▸ **Yapılacak Görevler**:
A) Anadilde seçmeli derslerle ilgili metindeki "Ancak uygulama, beklentileri karşılamadığı gibi birçok tartışmayı da beraberinde getirdi." cümlesi İngilizceye nasıl çevrilir?
B) Anadilde seçmeli derslerle ilgili metinde "Velilerin gerekçeleri" ifadesinden "bulunmak istemediklerini söylüyorlar." ifadesine kadar uzanan bölümü aynen yeniden yazar mısın?

▸ **Kaynak Metin**:
──────────────────────────────
Milli Eğitim Bakanlığı’nın 2012’den bu yana hayata geçirdiği “Yaşayan Diller ve Lehçeler” kategorisiyle Kürtçe’nin farklı lehçeleri eğitim sistemine girdi. Ancak uygulama, beklentileri karşılamadığı gibi birçok tartışmayı da beraberinde getirdi. Yüksel Genç, yaptıkları anket çalışmalarında Türkçe dışında anadile sahip olanların yalnızca çok az bir kısmının bu dersi tercih ettiğini söyledi.

Velilerin gerekçeleri

Yüksel Genç, araştırmalarda öne çıkan nedenleri şöyle sıraladı:

  • Her araştırmamızda en başta gelen gerekçe şu ki veliler, “Bu tip kurslarla anadilin kendisinin öğrenilmesi, konuşulması ve korunması çok zor” diyorlar.
  • Velilerin bir kısmı da “Biz anadilde seçmeli ders için başvuruda bulunduğumuzda bile ‘tercih ettiğiniz yaşayan dillerle ilgili seçmeli derse talep azlığı ya da kadro azlığı nedeniyle gerçekleşememiştir’ denilerek çocuğun farklı ve arzu etmediği başka seçmeli derslere yönlendirilmesi.” Aileler bu konuda inanılmaz şikayet sahibiydiler. Çocuklarının arzuları dışında bir yere yönlendirilmesi ya da reddedilmesinin ortaya çıkarılabileceği duygusal kırılma yaşamamaları için böylesi bir başvuruda bulunmadıklarını, bulunmak istemediklerini söylüyorlar.
  • Bir kısmı “Biz seçmeli ders olarak anadil talebinde bulunduk ama bize geri dönüş yapmıyorlar ve kabul edilmiyor.” Başvuranların içerisinde kabul edilenlerin oranı 4’te 1’e yakın. Bunların bir kısmı da ders yılı başladıktan bir süre sonra ya kadro eksikliğinden ya da farklı nedenlerle sağlıklı bir şekilde anadilde eğitimi göremiyor. Yani aslında seçmeli olarak Kürtçe eğitim var. Ama icraat ve pratik uygulama açısından ciddi anlamda sorunlu. Kaldı ki önemli oranda materyal sorunu da yaşanıyor.
──────────────────────────────
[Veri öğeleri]

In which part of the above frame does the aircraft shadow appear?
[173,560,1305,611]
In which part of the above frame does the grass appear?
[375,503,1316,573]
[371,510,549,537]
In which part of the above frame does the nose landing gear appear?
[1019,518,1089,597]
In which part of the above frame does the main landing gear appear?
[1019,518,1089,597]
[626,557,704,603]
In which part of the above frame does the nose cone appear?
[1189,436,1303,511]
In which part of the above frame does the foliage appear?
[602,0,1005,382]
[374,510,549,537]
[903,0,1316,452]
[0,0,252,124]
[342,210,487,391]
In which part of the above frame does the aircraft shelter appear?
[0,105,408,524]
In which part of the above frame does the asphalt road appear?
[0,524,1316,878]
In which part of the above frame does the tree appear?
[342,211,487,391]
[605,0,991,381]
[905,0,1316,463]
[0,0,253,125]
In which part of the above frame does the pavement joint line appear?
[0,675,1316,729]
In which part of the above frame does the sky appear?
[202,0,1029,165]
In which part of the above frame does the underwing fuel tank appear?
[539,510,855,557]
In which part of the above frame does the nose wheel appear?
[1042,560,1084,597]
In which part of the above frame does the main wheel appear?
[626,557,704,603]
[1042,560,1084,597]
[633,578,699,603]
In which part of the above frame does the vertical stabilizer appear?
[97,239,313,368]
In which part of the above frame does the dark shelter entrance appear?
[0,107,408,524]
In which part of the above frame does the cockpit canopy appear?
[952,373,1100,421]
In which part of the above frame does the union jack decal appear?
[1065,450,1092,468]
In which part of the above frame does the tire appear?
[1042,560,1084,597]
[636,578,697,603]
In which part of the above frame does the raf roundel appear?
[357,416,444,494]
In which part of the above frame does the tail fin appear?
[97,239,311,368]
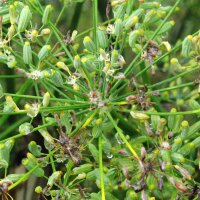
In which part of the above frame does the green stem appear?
[106,111,140,160]
[92,0,99,53]
[148,65,199,89]
[110,0,181,93]
[98,136,106,200]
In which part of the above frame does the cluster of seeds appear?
[0,0,200,200]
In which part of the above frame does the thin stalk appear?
[110,0,181,93]
[106,111,140,160]
[121,109,200,116]
[4,93,87,103]
[92,0,99,53]
[98,136,106,200]
[148,65,199,89]
[69,109,99,137]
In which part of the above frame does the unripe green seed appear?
[171,153,185,163]
[114,19,123,37]
[8,24,15,40]
[140,2,160,10]
[38,45,51,61]
[17,6,32,32]
[72,163,93,174]
[35,186,42,194]
[128,30,139,48]
[42,5,53,25]
[47,171,62,188]
[42,92,50,107]
[97,29,108,49]
[83,36,96,52]
[23,42,32,65]
[181,35,193,57]
[124,16,139,29]
[9,5,16,25]
[158,21,175,35]
[40,28,51,35]
[130,111,149,120]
──────────────────────────────
▸ **Görev Çıktıları**:
A) However, the program not only failed to meet expectations but also brought many debates along with it.

B)
Velilerin gerekçeleri

Yüksel Genç, araştırmalarda öne çıkan nedenleri şöyle sıraladı:

  • Her araştırmamızda en başta gelen gerekçe şu ki veliler, “Bu tip kurslarla anadilin kendisinin öğrenilmesi, konuşulması ve korunması çok zor” diyorlar.
  • Velilerin bir kısmı da “Biz anadilde seçmeli ders için başvuruda bulunduğumuzda bile ‘tercih ettiğiniz yaşayan dillerle ilgili seçmeli derse talep azlığı ya da kadro azlığı nedeniyle gerçekleşememiştir’ denilerek çocuğun farklı ve arzu etmediği başka seçmeli derslere yönlendirilmesi.” Aileler bu konuda inanılmaz şikayet sahibiydiler. Çocuklarının arzuları dışında bir yere yönlendirilmesi ya da reddedilmesinin ortaya çıkarılabileceği duygusal kırılma yaşamamaları için böylesi bir başvuruda bulunmadıklarını, bulunmak istemediklerini söylüyorlar.